PROVIDED TEXT:

--

Title: Epigenetics and it’s contributions to phenotypic variation within and between individuals: lessons from the X chromosome

Biography: Professor Edith Heard obtained her PhD from the Imperial Cancer Research Fund (later Cancer Research UK), London. Thereafter, she spent nine years at the Institut Pasteur in Paris, before undertaking a one-year sabbatical at Cold Spring Harbor in the USA. In 2001, she set up her group at the Institut Curie and in 2010 became Director of the Institute’s Genetics and Developmental Biology Unit. Edith was appointed as a Professor of the Collège de France in 2012, holding the Chair of Epigenetics and Cellular Memory. In January 2019, Edith started as Director General of EMBL.

Edith’s group was among the first to show that the epigenetic process of X-chromosome inactivation (XCI), whereby one of a female’s two X chromosomes is silenced during development, is remarkably dynamic. Much of her lab’s work has focused on X inactivation and the epigenetic changes that accompany this process in early development and particularly on exploring the mechanisms that trigger and stably maintain the silencing of an entire chromosome. Her interest in epigenetics has led her to reflect on the impact of the environment on phenotypes and on biodiversity, together with genetic variation, as well as the extent to which there is inter- and trans-generational epigenetic inheritance in different species.

--

DATA EXTRACTS:
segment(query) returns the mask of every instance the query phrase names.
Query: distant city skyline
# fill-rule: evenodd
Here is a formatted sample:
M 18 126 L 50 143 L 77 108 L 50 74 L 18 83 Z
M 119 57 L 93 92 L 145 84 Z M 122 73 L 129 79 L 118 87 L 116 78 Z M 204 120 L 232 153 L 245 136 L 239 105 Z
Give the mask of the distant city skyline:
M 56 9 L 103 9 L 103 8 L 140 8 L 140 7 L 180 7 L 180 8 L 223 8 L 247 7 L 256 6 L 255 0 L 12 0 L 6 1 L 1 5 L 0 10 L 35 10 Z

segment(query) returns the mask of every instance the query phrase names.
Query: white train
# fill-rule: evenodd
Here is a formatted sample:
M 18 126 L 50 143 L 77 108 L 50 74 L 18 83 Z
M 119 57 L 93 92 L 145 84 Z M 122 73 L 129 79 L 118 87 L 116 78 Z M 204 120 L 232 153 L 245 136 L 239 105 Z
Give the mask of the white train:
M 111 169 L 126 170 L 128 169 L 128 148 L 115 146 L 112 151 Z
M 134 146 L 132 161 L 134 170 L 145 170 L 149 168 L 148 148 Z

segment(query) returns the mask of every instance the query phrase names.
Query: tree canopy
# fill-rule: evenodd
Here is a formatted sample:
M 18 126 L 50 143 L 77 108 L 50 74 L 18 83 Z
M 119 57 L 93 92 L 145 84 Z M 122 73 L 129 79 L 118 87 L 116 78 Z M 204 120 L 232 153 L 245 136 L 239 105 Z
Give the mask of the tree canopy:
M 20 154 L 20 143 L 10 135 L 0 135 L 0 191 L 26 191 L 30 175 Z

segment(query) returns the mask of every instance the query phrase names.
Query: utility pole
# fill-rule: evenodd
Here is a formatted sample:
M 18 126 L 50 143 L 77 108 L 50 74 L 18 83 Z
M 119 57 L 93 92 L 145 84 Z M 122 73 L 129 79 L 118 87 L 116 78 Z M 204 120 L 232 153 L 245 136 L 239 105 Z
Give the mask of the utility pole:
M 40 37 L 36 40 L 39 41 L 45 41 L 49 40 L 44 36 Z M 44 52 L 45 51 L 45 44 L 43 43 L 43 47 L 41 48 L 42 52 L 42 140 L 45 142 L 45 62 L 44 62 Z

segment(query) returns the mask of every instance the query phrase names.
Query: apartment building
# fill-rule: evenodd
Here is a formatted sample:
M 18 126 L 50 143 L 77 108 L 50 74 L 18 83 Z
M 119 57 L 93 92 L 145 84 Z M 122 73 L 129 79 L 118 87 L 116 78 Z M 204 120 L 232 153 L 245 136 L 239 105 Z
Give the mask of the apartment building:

--

TASKS TO COMPLETE:
1. Answer from the biography of Edith Heard:
(a) Where did she obtain her PhD?
(b) Which chair did she hold at the Collège de France?
(c) What did her group show about X-chromosome inactivation?
2. Summarize the biography of Edith Heard in two sentences.
3. Pick up the biography of Edith Heard after its final sentence and continue it with one more paragraph.

ANSWERS TO THE PROBLEMS:
1.
(a) At the Imperial Cancer Research Fund (later Cancer Research UK), London.
(b) The Chair of Epigenetics and Cellular Memory.
(c) That it is remarkably dynamic.

2. After a PhD in London and posts at the Institut Pasteur, Cold Spring Harbor and the Institut Curie, Edith Heard became a Professor at the Collège de France in 2012 and Director General of EMBL in January 2019. Her lab studies X-chromosome inactivation, which her group was among the first to show is remarkably dynamic, and her interest in epigenetics extends to environmental effects on phenotypes and to epigenetic inheritance across generations.

3.
Edith and her laboratory have been recognised by many prizes, most recently the L’Oréal-UNESCO For Women in Science International Award, the Hansen Family Award, the Karl Bonhoeffer Award, Inserm Grand Prix, the European Society for Human Genetics Award and the Prix René et Andrée Duquesne of la Ligue contre le cancer. Edith is an Honorary Fellow of Emmanuel College, at the University of Cambridge, a Fellow of the Royal Society, an EMBO Member, a Foreign Associate of the National Academy of Sciences (US), an International Member of the National Academy of Medicine (US), a Member of the German National Academy of Sciences Leopoldina, a Corresponding Member of the Royal Academy in Denmark, a member of Elected member of Académie des sciences, Institut de France, and she has an Honorary Degree Doctor of Science Honoris causa at the University of Cambridge and an Honorary Professor Degree at the University of Heidelberg. Edith has participated in numerous scientific boards and is currently a member of the Scientific Advisory Board of the CNRS (France), the BRIC (Copenhagen, Denmark), the IMBB (Crete, Greece), the Crick Institute (London, UK) and the WHO Science Council.